** TRAVAIL À FAIRE **
**A.** Renvoie le passage du texte sur Yoshiwara qui commence à "Il existait une" et se termine à "avoir quelques exceptions.".
**B.** Écris la suite du texte sur le quartier de Yoshiwara, à partir de sa dernière phrase.

** TEXTE DE LA PAGE **
* * *

Les courtisanes de haut rang s'habillaient souvent à la toute dernière mode, avec des kimonos de soie richement colorés et des coiffures élaborées. D'ailleurs, la mode au Yoshiwara tenait une telle place que le quartier dictait souvent les nouvelles tendances au reste du Japon.
Chaque année en particulier avait lieu un grand défilé des courtisanes, qui portaient alors les toutes dernières tendances en matière vestimentaire et en termes d'ornements de coiffure, qui étaient ensuite reprises par les autres classes sociales[5].
Petits et grands métiers de Yoshiwara
On trouvait à Yoshiwara des hōkan (comédiens), des théâtres de kabuki (fort populaire de l'époque) et leurs acteurs, des danseuses, des débauchés, des tenancières de maisons de thé, des peintres Kanō (l'école officielle de peinture) des courtisanes qui demeuraient dans des seirō (les célèbres « maisons vertes ») et des geishas dans leur maison (okiya), telle que la célèbre Daimonji-ya, l'une des plus importantes maisons de geisha de Yoshiwara.
Les courtisanes comprenaient des yūjo (prostituées), des hashi-jōro (courtisanes de bas étage), des kōshi-jōro (des courtisanes de rang élevé, juste en dessous des tayū), des tayū ou des oiran (courtisanes de rang élevé), ainsi que des yarite (qui chaperonnaient les oiran) et des kamuro, petites suivantes des courtisanes de haut rang.
Il existait une démarcation très nette entre geisha et courtisanes : une geisha ne s'impliquait jamais sur le plan sexuel avec un client, bien qu'il y ait pu y avoir quelques exceptions.

* * *

** DONNÉES AFFICHÉES **
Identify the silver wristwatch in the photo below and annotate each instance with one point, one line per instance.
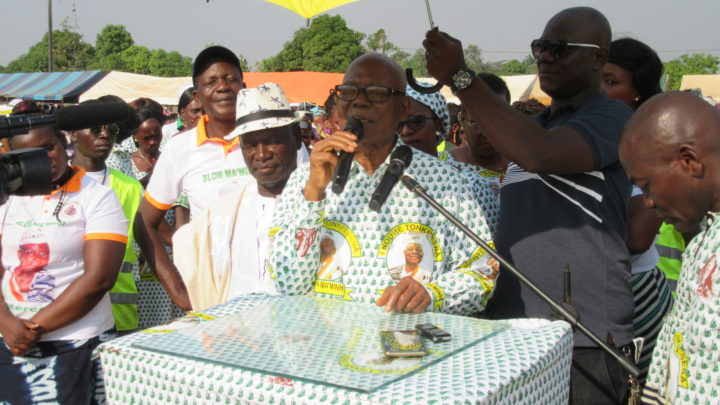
(462, 79)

* * *

** RÉPONSES **
**A.**
Il existait une démarcation très nette entre geisha et courtisanes : une geisha ne s'impliquait jamais sur le plan sexuel avec un client, bien qu'il y ait pu y avoir quelques exceptions.

**B.**
Le Yoshiwara contemporain
Yoshiwara correspond aujourd'hui au quartier Senzoku 4-chōme de l'arrondissement Taitō (台東区千束4丁目, Taitō-ku Senzoku 4-chōme?), situé entre Asakusa et Minami-Senju. A première vue, il ressemble à beaucoup d'autres faubourgs du Tōkyō moderne. Cependant, il conserve toujours quelques legs de son passé et comprend en particulier quelques établissements consacrés au commerce du sexe. La disposition des rues, ainsi que les temples et les sanctuaires des temps passés sont toujours en place.
Le Yoshiwara au cinéma
- Yoshiwara est le lieu où se passe une grande partie du film Cinq Femmes autour d'Utamaro, film japonais de Kenji Mizoguchi sorti en 1946, qui relate la vie du grand peintre d'estampes japonais, Utamaro Kitagawa. On y voit également la grande maison de geisha Daimonji-ya.
- A voir également Meurtre à Yoshiwara de Tomu Uchida (1960), où une jeune prostituée s'élève au rang d'Oiran grâce à un riche commerçant défiguré pour lequel elle n'a que mépris.
- En 2008, est sorti Sakuran de Mika Ninagawa, sur l'histoire d'une jeune apprentie qui deviendra oiran — jouée par Anna Tsuchiya — mais dont le seul désir est de s'enfuir de Yoshiwara.
- Yoshiwara est par ailleurs le nom d'un quartier dans le film de Fritz Lang de 1927, Metropolis.
Notes et références
(en) Cet article est partiellement ou en totalité issu de l’article en anglais intitulé « Yoshiwara » (voir la liste des auteurs)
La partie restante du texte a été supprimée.